==== SUPPLIED ENTRIES ====
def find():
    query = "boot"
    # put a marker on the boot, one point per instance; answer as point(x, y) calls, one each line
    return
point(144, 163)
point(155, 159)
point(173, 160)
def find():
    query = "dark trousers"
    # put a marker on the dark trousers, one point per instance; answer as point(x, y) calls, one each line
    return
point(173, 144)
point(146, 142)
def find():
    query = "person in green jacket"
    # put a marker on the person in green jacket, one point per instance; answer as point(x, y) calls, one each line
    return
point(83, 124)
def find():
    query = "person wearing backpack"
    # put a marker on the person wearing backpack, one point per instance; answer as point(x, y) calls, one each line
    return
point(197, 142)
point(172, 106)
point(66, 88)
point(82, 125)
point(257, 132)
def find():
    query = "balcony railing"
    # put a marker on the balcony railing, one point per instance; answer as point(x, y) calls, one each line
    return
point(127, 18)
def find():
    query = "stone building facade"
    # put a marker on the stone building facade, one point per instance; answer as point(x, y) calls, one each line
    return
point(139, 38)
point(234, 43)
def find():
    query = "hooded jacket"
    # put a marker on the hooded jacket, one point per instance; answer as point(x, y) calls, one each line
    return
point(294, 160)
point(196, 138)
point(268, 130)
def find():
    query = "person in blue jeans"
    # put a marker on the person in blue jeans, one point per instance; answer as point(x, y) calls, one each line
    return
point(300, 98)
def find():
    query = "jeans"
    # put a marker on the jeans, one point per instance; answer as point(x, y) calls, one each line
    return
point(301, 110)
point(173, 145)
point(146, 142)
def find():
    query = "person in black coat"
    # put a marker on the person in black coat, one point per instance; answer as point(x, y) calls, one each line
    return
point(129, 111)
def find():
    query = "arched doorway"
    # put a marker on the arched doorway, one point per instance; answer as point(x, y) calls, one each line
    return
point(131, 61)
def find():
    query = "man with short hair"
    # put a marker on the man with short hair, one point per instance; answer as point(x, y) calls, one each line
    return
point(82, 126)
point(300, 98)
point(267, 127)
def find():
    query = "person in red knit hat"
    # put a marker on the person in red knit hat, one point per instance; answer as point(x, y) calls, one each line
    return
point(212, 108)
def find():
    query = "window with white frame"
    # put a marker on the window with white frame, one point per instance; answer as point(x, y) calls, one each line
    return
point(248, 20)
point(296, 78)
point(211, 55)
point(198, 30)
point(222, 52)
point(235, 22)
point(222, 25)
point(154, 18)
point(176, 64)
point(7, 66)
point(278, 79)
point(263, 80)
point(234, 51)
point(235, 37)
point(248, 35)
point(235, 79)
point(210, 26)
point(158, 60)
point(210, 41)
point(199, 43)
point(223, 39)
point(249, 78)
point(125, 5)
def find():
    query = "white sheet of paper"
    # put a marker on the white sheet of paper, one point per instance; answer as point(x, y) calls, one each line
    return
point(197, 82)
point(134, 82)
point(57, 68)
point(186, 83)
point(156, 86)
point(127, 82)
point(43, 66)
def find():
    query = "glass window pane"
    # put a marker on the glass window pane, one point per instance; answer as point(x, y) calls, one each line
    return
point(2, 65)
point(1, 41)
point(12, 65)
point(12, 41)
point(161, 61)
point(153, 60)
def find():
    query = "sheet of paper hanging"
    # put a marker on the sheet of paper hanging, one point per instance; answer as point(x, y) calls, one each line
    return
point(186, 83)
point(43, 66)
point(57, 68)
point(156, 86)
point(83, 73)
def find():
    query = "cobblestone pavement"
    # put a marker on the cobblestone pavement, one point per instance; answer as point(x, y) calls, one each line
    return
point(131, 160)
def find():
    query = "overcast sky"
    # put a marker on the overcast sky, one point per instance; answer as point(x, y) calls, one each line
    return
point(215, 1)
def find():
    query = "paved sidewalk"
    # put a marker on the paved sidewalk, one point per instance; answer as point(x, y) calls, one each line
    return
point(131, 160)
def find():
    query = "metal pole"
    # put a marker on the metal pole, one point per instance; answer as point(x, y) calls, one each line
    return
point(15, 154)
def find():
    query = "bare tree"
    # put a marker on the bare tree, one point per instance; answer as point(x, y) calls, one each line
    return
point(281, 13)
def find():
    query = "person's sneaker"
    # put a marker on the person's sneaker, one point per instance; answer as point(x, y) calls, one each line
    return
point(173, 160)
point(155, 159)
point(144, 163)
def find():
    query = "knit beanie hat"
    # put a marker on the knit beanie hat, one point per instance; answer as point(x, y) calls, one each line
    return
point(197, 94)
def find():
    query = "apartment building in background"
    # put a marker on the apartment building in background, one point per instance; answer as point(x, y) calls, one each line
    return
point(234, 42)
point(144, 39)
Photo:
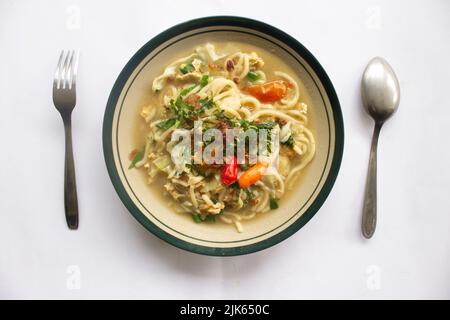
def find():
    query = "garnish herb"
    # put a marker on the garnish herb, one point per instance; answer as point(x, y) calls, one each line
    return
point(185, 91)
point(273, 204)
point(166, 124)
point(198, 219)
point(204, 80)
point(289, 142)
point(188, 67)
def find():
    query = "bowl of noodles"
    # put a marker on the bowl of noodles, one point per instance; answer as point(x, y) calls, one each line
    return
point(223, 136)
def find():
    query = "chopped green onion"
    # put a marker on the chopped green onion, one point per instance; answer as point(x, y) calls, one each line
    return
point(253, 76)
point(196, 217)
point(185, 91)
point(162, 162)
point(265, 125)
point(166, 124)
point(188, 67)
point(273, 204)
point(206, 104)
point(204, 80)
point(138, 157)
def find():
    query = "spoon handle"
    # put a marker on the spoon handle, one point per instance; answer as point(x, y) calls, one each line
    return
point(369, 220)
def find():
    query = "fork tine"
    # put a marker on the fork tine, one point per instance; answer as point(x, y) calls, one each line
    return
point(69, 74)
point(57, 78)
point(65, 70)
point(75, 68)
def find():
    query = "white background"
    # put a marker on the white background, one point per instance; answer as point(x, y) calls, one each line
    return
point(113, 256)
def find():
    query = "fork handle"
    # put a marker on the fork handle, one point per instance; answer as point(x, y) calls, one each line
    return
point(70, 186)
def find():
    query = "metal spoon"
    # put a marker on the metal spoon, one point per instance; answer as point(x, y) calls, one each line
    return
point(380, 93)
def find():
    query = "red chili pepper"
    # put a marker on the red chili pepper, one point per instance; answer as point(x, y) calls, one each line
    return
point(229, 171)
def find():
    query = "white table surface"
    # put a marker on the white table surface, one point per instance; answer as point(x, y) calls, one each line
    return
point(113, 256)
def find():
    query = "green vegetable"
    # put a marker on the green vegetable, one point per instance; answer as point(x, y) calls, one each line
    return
====
==== SUPPLIED ENTRIES ====
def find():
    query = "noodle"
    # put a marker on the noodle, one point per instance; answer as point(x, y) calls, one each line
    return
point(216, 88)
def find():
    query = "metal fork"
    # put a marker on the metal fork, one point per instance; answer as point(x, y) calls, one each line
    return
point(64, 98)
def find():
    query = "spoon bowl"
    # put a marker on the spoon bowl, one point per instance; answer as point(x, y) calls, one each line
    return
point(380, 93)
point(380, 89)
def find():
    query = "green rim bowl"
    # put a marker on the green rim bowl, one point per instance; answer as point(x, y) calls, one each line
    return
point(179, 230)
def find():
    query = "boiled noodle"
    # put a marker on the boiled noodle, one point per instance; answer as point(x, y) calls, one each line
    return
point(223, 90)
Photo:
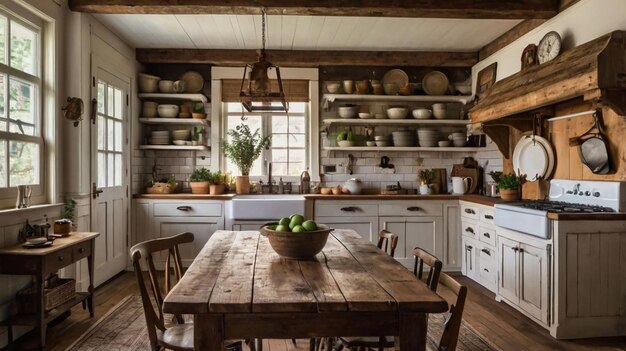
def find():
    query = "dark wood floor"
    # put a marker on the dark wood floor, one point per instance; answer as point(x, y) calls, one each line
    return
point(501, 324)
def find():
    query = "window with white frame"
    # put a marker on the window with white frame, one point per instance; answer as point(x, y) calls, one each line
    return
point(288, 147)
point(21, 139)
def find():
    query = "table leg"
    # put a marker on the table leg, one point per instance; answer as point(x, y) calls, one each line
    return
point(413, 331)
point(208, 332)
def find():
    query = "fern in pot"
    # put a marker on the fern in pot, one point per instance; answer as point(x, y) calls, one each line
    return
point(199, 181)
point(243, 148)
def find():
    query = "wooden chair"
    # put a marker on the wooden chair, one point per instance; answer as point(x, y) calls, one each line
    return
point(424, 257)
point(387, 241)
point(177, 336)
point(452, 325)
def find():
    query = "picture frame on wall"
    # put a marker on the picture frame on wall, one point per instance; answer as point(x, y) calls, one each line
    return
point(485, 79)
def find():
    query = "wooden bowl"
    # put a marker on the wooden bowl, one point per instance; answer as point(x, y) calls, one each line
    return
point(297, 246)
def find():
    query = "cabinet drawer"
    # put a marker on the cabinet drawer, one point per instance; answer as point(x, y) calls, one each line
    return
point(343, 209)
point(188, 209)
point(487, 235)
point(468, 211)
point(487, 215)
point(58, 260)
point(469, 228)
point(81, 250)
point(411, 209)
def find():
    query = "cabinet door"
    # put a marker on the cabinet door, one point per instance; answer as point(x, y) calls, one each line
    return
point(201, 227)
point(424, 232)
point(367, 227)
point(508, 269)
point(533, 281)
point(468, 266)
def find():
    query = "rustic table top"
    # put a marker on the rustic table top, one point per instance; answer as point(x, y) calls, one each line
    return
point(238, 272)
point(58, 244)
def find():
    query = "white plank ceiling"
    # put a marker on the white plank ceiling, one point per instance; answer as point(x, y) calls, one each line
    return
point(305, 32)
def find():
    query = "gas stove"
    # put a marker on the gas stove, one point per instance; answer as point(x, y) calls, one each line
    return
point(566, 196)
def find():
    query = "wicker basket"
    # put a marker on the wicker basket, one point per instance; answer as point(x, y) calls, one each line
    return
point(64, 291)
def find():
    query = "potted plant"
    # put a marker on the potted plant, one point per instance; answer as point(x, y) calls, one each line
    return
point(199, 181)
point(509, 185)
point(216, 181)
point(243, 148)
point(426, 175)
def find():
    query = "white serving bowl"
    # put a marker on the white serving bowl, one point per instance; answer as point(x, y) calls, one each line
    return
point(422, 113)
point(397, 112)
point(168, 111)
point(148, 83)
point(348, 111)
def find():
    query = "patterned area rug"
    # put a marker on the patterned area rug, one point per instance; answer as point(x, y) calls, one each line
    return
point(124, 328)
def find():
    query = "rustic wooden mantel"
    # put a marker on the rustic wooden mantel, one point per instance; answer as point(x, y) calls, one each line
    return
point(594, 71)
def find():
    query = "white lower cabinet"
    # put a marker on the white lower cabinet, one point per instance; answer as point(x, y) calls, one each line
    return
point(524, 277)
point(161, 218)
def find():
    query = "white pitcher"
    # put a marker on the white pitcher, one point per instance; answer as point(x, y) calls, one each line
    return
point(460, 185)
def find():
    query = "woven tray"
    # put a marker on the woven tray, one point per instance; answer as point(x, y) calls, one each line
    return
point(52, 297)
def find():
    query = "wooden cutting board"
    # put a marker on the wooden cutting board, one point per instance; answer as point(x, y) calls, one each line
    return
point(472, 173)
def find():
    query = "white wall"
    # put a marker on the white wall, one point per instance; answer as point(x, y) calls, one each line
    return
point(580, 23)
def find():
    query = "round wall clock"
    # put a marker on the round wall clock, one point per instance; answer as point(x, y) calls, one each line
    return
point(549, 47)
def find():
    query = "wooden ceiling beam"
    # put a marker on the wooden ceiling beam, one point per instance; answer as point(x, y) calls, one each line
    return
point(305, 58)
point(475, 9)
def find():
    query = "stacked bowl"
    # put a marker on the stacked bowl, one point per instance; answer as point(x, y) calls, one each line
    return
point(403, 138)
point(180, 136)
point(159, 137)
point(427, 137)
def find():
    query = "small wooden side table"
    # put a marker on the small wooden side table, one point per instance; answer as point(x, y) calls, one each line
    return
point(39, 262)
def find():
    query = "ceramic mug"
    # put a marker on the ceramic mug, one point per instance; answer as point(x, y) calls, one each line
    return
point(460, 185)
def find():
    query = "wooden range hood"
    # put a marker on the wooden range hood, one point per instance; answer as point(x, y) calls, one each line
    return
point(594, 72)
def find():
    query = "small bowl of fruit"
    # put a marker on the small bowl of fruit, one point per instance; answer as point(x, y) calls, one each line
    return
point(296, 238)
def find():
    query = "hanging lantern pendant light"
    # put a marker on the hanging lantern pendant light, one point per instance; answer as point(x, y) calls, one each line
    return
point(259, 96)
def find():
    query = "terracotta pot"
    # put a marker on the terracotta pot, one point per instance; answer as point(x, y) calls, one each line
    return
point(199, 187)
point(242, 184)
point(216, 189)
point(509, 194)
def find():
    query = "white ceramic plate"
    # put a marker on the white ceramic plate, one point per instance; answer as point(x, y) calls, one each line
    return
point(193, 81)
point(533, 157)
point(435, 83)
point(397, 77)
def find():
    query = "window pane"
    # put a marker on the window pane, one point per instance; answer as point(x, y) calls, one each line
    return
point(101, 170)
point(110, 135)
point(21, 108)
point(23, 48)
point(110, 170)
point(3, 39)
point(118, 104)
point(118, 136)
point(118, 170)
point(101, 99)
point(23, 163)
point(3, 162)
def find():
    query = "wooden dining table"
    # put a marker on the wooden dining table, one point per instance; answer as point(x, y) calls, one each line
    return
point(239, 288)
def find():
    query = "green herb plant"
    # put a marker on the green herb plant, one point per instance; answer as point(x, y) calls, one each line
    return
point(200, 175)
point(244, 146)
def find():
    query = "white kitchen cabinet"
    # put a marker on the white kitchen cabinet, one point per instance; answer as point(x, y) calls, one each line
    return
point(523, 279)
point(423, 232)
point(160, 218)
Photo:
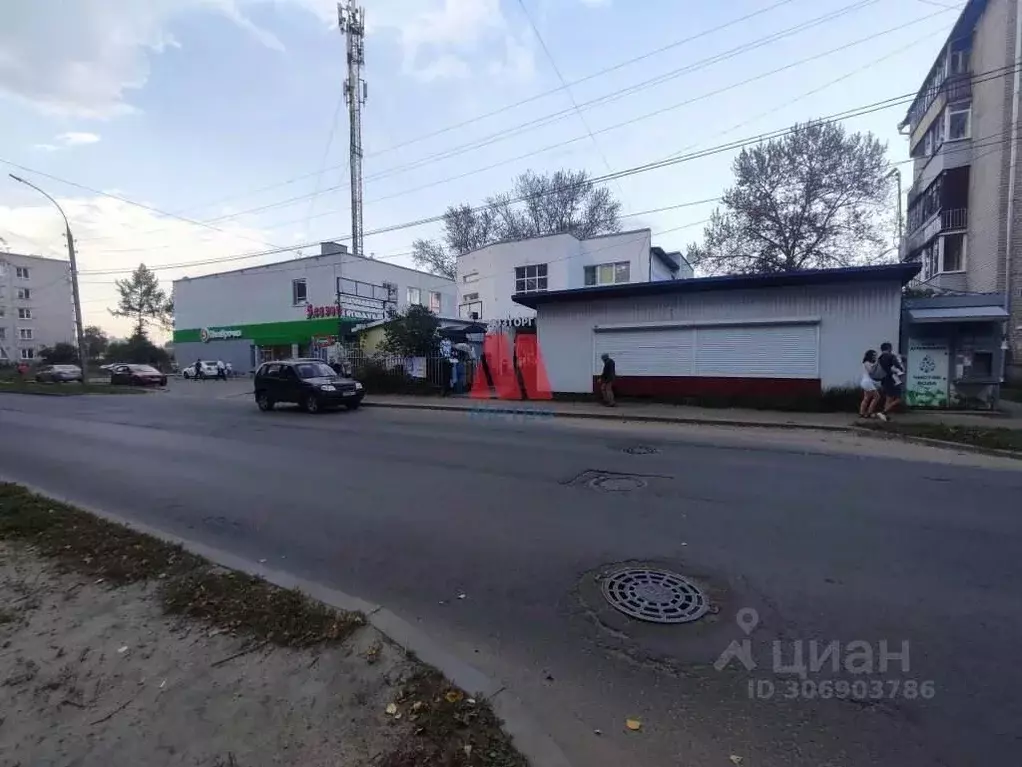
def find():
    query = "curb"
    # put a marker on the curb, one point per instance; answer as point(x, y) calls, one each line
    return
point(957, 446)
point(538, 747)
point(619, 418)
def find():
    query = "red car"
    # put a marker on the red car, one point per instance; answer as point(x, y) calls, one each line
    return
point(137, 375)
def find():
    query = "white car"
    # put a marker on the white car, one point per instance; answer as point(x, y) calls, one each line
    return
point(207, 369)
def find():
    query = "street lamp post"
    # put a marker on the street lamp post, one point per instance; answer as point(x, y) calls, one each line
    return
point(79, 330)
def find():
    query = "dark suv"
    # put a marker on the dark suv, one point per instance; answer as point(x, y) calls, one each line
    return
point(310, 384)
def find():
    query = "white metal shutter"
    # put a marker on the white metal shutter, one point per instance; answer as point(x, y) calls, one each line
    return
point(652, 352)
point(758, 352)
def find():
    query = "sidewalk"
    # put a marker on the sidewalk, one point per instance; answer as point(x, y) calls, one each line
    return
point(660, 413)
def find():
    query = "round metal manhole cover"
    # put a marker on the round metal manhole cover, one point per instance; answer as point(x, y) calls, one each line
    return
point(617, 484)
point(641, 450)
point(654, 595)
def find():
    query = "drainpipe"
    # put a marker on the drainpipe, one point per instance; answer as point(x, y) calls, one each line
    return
====
==== SUPPLIED ENTRIES ====
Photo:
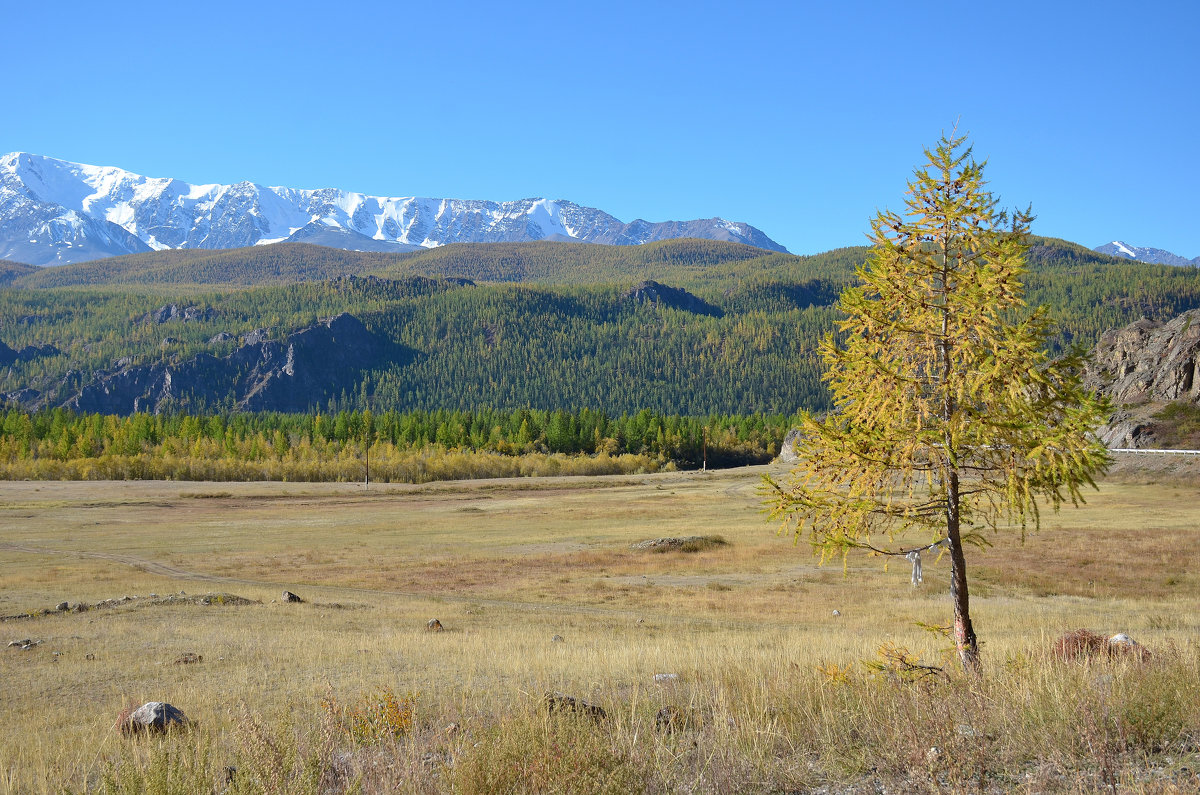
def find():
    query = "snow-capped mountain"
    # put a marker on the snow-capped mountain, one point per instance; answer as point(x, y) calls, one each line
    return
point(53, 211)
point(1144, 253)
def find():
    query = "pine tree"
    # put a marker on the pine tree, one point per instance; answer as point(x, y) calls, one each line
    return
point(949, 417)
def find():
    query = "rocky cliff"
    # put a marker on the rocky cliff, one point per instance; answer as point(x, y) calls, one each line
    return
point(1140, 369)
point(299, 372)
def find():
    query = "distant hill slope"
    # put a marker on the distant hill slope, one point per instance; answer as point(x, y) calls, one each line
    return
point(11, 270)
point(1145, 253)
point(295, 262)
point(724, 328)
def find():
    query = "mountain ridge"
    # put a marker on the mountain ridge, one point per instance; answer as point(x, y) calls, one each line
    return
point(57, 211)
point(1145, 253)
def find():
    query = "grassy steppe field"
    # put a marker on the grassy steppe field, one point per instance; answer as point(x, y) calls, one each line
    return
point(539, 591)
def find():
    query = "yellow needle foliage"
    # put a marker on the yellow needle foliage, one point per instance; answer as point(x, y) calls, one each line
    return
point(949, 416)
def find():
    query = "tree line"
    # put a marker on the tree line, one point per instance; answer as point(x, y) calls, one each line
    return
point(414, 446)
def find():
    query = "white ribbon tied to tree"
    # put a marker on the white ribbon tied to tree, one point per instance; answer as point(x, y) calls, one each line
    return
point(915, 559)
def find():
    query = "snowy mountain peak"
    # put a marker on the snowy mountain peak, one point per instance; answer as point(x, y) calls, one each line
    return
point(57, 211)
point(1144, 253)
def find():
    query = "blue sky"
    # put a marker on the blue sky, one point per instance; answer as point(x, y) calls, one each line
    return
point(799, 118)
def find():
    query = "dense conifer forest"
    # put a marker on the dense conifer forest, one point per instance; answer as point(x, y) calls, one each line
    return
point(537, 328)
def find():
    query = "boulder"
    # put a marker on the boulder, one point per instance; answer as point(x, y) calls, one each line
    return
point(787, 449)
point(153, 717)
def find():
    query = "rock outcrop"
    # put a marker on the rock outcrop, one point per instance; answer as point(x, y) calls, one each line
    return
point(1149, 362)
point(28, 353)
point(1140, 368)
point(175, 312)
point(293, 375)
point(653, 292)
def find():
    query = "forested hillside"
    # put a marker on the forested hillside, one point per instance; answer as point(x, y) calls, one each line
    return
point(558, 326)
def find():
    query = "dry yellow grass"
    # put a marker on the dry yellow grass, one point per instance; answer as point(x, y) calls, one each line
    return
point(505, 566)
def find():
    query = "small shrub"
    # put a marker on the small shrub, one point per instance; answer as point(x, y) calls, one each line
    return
====
Identify every line in the records that contains the word "knit", and copy each one out in full.

■ **ANSWER TO THE EXERCISE**
    query = "person in red knit hat"
    # put a marker on the person in red knit hat, one point per instance; answer as point(x, y) calls, one each line
    query = "knit beanie hat"
    # put a marker on the knit beanie hat, one point per instance; answer as point(x, y) calls, one each line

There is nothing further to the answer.